Una mirada desde la psicología. Malestar en la cultura política. El vacío político, ocupado por la canallada lacaniana

Como señalamos en nuestra anterior columna (ver “El Malestar en la Política”, https://www.infobae.com/opinion/2024/06/19/el-malestar-en-la-politica/)[II], “la política” o el “campo político” y su marco principal de actuación construido por “la cultura-civilización”, la democracia representativa, es receptora también del malestar del sujeto -aquellas frustraciones y enojos que más arriba señalamos-. Éste lo expresa muchas veces sin ambigüedad, en ocasiones de manera informal y, principalmente, cuando lo hace dentro de los marcos institucionales, formales. Explícitamente: cuando vota, cuando puede expresarse -cualquiera sea el medio-. Ahora bien, ¿esa reacción frente a la insatisfacción (por “la infelicidad o la no-felicidad” prometida por “la política”) es siempre productiva, o puede ser una reacción inconsciente y autodestructiva? Freud señaló que, muchas veces, los seres humanos, en la búsqueda del placer, se encuentran en forma repetida con el displacer. Mientras el placer busca el equilibrio y reducir al mínimo la tensión, el displacer suele aparecer como un intento fallido y repetido en la búsqueda de placer. Elijo y/o me expreso como consecuencia del malestar -buscando “felicidad”-, fallo, y obtengo nuevo displacer, que incluso puede ser mayor.

Entradas guardadas:
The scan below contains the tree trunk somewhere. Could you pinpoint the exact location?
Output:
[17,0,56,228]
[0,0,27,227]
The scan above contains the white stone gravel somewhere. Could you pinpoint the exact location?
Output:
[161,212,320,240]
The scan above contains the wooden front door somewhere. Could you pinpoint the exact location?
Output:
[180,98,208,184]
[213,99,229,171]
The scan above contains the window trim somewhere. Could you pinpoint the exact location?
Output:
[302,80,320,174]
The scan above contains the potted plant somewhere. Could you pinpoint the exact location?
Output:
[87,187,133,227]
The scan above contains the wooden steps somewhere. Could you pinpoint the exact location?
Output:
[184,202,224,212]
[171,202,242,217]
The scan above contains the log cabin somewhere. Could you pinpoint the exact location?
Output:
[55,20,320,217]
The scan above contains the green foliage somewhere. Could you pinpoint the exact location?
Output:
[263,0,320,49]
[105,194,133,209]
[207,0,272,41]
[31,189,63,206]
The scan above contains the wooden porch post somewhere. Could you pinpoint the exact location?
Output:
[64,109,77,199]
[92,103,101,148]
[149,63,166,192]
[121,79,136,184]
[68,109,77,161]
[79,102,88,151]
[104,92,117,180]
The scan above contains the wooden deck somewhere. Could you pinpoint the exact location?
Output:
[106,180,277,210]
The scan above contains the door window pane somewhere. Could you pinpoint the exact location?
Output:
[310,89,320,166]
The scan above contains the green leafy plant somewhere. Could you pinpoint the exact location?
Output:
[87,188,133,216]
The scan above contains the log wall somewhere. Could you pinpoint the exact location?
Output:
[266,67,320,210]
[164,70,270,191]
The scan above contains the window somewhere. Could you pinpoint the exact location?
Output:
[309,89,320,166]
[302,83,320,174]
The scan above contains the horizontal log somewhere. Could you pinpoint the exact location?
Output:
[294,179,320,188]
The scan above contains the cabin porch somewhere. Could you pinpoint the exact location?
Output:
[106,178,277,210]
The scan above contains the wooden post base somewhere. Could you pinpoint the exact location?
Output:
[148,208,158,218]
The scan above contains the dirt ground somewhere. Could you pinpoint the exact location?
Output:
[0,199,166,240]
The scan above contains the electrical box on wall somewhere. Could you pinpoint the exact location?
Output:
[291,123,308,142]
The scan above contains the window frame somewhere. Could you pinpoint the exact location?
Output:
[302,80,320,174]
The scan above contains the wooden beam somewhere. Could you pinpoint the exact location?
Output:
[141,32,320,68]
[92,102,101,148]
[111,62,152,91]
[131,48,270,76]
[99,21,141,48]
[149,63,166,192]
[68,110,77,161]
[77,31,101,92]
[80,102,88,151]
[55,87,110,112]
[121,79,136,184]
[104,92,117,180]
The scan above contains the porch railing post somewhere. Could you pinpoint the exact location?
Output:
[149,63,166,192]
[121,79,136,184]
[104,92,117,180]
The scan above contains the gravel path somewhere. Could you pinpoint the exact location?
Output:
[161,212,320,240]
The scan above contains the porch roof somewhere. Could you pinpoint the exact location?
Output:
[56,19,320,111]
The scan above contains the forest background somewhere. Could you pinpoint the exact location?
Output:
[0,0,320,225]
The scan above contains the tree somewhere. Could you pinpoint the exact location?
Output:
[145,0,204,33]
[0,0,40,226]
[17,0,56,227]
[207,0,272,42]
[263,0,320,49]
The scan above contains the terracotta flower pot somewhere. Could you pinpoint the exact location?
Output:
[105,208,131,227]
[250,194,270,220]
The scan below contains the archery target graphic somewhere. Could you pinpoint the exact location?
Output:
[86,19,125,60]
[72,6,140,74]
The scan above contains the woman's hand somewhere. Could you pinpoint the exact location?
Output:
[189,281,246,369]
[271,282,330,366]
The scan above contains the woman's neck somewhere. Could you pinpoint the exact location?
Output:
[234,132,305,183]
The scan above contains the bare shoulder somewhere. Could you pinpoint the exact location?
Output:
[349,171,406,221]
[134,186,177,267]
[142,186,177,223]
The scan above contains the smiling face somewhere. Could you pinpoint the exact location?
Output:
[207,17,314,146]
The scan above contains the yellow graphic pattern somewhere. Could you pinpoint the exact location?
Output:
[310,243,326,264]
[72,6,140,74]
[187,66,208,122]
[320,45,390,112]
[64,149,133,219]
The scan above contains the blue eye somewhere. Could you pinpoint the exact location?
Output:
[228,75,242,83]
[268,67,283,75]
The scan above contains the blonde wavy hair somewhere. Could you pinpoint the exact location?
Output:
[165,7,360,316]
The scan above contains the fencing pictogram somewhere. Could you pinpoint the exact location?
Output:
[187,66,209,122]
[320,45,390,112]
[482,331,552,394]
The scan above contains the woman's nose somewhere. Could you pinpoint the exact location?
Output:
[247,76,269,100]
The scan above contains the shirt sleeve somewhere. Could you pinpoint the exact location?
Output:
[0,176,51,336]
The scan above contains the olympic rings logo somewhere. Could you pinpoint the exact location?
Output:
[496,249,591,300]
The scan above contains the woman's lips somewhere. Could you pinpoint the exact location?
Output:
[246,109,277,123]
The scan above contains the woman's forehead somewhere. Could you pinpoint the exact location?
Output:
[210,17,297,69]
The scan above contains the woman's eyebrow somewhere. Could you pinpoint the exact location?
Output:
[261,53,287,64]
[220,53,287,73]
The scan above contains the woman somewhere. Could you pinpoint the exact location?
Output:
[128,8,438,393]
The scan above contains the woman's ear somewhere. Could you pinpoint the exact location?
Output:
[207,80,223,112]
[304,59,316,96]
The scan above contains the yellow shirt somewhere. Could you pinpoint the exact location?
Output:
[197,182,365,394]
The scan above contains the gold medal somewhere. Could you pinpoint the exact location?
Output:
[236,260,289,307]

Tareas requeridas:
[a] Indica si cada afirmación concuerda con el texto sobre el malestar en la política, respondiendo sí o no y citando literalmente las palabras que lo deciden. (i) Según Freud, en la búsqueda del placer los seres humanos se topan una y otra vez con el displacer. (ii) El placer busca aumentar la tensión. (iii) El sujeto expresa su malestar de manera explícita cuando vota.
[b] Prolonga, por favor, el texto sobre el malestar en la política a partir de su última oración.

Respuestas por tarea:
[a]
(i) Sí: "los seres humanos, en la búsqueda del placer, se encuentran en forma repetida con el displacer".
(ii) No: "el placer busca el equilibrio y reducir al mínimo la tensión".
(iii) Sí: "Explícitamente: cuando vota".

[b]
Una satisfacción en el displacer, una oscura satisfacción en la que la desgracia propia o ajena se constituye como un “goce en el mal”. Esta fue la conclusión de Freud en “El malestar en la cultura”[III], la pulsión podía, en su búsqueda fallida de placer, transformarse en una pulsión mortífera con la suficiente potencia como para extenderse al campo social y colectivo. Por esta razón no es este un asunto psicoanalítico, sino un problema político de primer orden. Es lo que se conoce clásicamente con el término “pulsión de muerte”, nos dice Jorge Alemán [IV]. En este orden, y volviendo al autor del “Malestar”: “…Particular significatividad reclama el caso en que un número mayor de seres humanos emprenden en común el intento de crearse un seguro de dicha y de protección contra el sufrimiento por medio de una transformación delirante de la realidad efectiva…”.

Ahora bien, retomando y asumiendo que parte de ese Malestar está construido, entre muchas otras, como ya dijimos, por la conducta que en este artículo es motivo de reflexión, las múltiples conversiones políticas fanáticas, en las que quienes las realizan manifiestan una absoluta falta de remordimiento y culpa por cada nuevo viraje ideológico, consecuentemente nos lleva a pensar en una estructura de personalidad -rasgo y/o trastorno- que le permitiría avanzar en esa dirección sin inhibición alguna, y que fuera ya analizado en “Psicopatía y política: psicoeducación como antídoto”(https://www.infobae.com/opinion/2024/04/26/psicopatia-y-politica-psicoeducacion-como-antidoto/)[V] , al que remitimos en homenaje a la brevedad y del que solo reiteramos la idea del vínculo frecuente entre los rasgos psicopáticos y la política, donde podría encontrarse el marco de personalidad propicio para adoptar esta conducta sin remordimiento ni culpa alguna, como se dijera. Como dijimos ahí, se impone aclararlo: “…Como precaución, señalemos que no es posible generalizar y afirmar que todos o la gran mayoría de los políticos tienen prevalencia de rasgos o trastornos psicopáticos, ya que la política es un ámbito amplio y diverso que incluye a personas con una variedad de rasgos, características y motivaciones, muchas veces altruistas…”.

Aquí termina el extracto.